### Set problem
Reproduce the entries below in full, swapping every occurrence of "keypoint" for "landmark" and leaving everything else as it is.

Object location annotation data
○ ○ ○ ○ ○
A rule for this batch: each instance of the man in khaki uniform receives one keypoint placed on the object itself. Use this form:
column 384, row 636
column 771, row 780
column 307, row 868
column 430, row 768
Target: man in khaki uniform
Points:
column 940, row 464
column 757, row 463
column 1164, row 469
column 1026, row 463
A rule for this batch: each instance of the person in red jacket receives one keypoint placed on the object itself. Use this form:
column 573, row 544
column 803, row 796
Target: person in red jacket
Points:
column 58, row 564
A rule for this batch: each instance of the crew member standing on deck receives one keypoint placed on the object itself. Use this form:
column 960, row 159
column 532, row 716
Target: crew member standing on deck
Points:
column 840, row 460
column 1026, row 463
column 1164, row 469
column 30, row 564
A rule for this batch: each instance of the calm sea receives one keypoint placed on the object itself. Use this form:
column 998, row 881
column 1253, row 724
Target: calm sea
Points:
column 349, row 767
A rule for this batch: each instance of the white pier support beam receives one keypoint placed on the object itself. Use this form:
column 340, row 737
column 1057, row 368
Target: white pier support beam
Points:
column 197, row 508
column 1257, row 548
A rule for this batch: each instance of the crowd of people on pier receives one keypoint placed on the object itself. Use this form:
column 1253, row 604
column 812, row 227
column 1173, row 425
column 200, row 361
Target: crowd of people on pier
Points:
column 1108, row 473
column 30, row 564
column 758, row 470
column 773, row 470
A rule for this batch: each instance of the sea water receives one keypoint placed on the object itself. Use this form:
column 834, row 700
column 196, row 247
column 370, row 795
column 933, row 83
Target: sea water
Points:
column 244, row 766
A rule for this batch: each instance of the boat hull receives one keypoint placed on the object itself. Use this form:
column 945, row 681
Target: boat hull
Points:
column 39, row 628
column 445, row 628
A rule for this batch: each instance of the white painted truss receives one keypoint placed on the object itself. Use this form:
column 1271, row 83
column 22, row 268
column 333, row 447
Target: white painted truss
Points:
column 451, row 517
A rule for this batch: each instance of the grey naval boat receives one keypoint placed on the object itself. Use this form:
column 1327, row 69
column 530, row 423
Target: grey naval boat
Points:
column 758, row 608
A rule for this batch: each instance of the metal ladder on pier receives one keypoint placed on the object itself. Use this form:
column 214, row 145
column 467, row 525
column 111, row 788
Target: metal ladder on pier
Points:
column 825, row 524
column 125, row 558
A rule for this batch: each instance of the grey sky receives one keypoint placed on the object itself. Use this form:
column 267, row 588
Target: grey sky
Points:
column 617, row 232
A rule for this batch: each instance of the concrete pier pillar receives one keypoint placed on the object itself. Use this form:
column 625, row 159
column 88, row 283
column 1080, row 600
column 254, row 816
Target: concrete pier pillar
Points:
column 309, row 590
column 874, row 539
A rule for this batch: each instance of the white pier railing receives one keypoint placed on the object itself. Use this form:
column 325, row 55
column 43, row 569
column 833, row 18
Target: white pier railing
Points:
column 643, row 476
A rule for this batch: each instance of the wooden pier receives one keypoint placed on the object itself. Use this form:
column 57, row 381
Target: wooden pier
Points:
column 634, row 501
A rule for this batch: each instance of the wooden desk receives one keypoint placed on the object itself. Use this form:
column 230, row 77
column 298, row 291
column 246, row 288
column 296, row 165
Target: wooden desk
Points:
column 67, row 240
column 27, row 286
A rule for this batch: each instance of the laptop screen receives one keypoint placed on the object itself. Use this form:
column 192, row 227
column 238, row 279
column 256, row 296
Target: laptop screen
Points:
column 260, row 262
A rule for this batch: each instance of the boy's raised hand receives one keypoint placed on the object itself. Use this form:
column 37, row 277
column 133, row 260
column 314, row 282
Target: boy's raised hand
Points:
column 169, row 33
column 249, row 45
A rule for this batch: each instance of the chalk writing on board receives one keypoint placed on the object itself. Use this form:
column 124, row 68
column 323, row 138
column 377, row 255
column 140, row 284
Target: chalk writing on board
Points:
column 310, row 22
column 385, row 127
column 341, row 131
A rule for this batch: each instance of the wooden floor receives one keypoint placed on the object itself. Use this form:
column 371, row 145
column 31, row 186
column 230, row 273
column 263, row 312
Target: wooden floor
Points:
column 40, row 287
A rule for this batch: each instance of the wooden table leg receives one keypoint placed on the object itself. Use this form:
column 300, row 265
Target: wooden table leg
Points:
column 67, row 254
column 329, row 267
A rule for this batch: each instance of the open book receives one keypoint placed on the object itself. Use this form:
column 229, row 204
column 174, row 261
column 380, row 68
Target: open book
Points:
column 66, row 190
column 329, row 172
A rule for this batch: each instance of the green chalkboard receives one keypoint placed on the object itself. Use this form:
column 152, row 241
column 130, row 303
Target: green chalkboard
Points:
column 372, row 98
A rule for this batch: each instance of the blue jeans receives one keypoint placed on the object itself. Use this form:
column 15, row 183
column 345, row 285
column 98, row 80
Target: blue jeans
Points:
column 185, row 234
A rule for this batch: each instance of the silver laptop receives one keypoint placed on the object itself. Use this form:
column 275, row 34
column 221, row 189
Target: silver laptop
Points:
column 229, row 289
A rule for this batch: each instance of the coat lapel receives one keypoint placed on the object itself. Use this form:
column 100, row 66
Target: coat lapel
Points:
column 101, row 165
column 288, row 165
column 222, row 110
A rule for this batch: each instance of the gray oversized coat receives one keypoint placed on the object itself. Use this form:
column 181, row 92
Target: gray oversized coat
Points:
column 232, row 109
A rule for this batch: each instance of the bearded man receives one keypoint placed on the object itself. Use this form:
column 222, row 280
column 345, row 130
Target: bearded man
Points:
○ ○ ○ ○ ○
### Written answer
A rule for this batch: each instance of the man in khaki uniform receives one landmark placed on the object itself. Use this form:
column 384, row 636
column 771, row 780
column 307, row 868
column 430, row 768
Target: man in khaki uniform
Points:
column 940, row 464
column 757, row 463
column 1164, row 469
column 1026, row 463
A rule for this batch: each instance of the person in red jacket receives one landmark placed on the object itself. Use this form:
column 573, row 544
column 803, row 796
Target: person in red jacket
Points:
column 58, row 564
A rule for this batch: each instance of the crew member standing on deck receives one landmark placed on the object itself. Use this form:
column 960, row 159
column 532, row 716
Target: crew member standing on deck
Points:
column 840, row 460
column 1026, row 463
column 1164, row 469
column 30, row 564
A rule for this batch: each instance of the calm sea receives one landmark placed on the object itself. Use this form:
column 998, row 881
column 1253, row 724
Target: calm sea
Points:
column 349, row 767
A rule for this batch: each instance of the white pier support beam receives one landmark placed on the object itself. Use this form:
column 340, row 737
column 1057, row 368
Target: white pier support beam
Points:
column 197, row 508
column 1257, row 548
A rule for this batch: each instance of the crowd of people on pier receives one landmark placed on the object itself. Use this form:
column 1253, row 604
column 812, row 227
column 1173, row 425
column 200, row 361
Target: crowd of people on pier
Points:
column 1108, row 473
column 30, row 564
column 758, row 470
column 773, row 470
A rule for this batch: each instance of the sea water receives one landmark placed on the object itself. Use this form:
column 834, row 700
column 196, row 247
column 370, row 795
column 933, row 83
Target: sea water
Points:
column 244, row 766
A rule for this batch: each instance of the boat hull receives one landmark placed on the object itself. Use this form:
column 945, row 681
Target: boat hull
Points:
column 39, row 628
column 445, row 628
A rule for this batch: each instance of the white painted truss receives one landmark placed on the object itself. Use this form:
column 1271, row 83
column 22, row 268
column 333, row 447
Target: white painted truss
Points:
column 451, row 517
A rule for this batch: each instance of the grey naval boat receives one landmark placed on the object itself. Use this form:
column 1327, row 69
column 530, row 423
Target: grey naval boat
Points:
column 758, row 608
A rule for this batch: each instance of the metal ladder on pier receives one landmark placed on the object itself. Use this form:
column 214, row 145
column 467, row 525
column 111, row 788
Target: metal ladder on pier
Points:
column 825, row 524
column 125, row 558
A rule for this batch: each instance of the grey sky receives one landmark placed on the object itself. Use this form:
column 267, row 588
Target: grey sky
Points:
column 617, row 232
A rule for this batch: each instance of the concrete pier pillar receives one landmark placed on the object itself. Use this form:
column 625, row 159
column 88, row 283
column 1080, row 600
column 254, row 816
Target: concrete pier pillar
Points:
column 309, row 590
column 874, row 539
A rule for this batch: each instance of the white pier railing receives one landmark placed on the object itself. Use this form:
column 325, row 55
column 43, row 569
column 833, row 18
Target: white pier railing
Points:
column 643, row 476
A rule for this batch: each instance of the wooden pier receives one landmark placed on the object itself. Use this form:
column 57, row 381
Target: wooden pier
Points:
column 634, row 501
A rule for this batch: each instance of the wooden desk receives one landmark placed on the object itself. Use this form:
column 230, row 77
column 298, row 291
column 246, row 288
column 296, row 165
Target: wooden desk
Points:
column 67, row 240
column 27, row 286
A rule for this batch: each instance of the laptop screen receives one landmark placed on the object itself. Use this form:
column 192, row 227
column 238, row 279
column 256, row 296
Target: laptop screen
Points:
column 260, row 262
A rule for this batch: each instance of the boy's raised hand receives one landmark placed on the object itself. Use this form:
column 37, row 277
column 133, row 260
column 314, row 282
Target: boy's raised hand
Points:
column 169, row 33
column 249, row 45
A rule for this batch: each instance of the chalk writing on board receives one landmark placed on the object itself. Use this form:
column 124, row 68
column 323, row 138
column 377, row 255
column 140, row 284
Target: chalk writing on board
Points:
column 310, row 22
column 385, row 127
column 341, row 131
A rule for this batch: each instance of the wooden floor receives one landmark placed on the object itself. Use this form:
column 371, row 145
column 31, row 186
column 230, row 273
column 263, row 312
Target: wooden floor
Points:
column 40, row 287
A rule for this batch: each instance of the wooden table leg receives one landmark placed on the object itself. Use this form:
column 300, row 265
Target: wooden table leg
Points:
column 67, row 254
column 329, row 267
A rule for this batch: each instance of the open book receives one landmark placed on the object itself. Use this form:
column 229, row 204
column 174, row 261
column 380, row 68
Target: open book
Points:
column 66, row 190
column 329, row 172
A rule for this batch: each instance of the green chalkboard receives one landmark placed on the object itself. Use this form:
column 152, row 241
column 130, row 303
Target: green chalkboard
Points:
column 372, row 98
A rule for this batch: each instance of the blue jeans receives one landmark placed on the object itself. Use this form:
column 15, row 183
column 345, row 285
column 98, row 80
Target: blue jeans
Points:
column 185, row 234
A rule for this batch: each instance of the silver laptop receives one landmark placed on the object itself. Use this form:
column 275, row 34
column 221, row 189
Target: silver laptop
Points:
column 229, row 289
A rule for this batch: each instance of the coat lapel receives one landmark placed on the object itself. Use this form:
column 100, row 66
Target: coat lapel
Points:
column 101, row 165
column 288, row 165
column 222, row 110
A rule for this batch: each instance of the gray oversized coat receives one landmark placed on the object itself. Use this form:
column 181, row 92
Target: gray oversized coat
Points:
column 232, row 109
A rule for this batch: each instance of the bearded man receives one landmark placed on the object itself. Use this form:
column 222, row 280
column 345, row 130
Target: bearded man
Points:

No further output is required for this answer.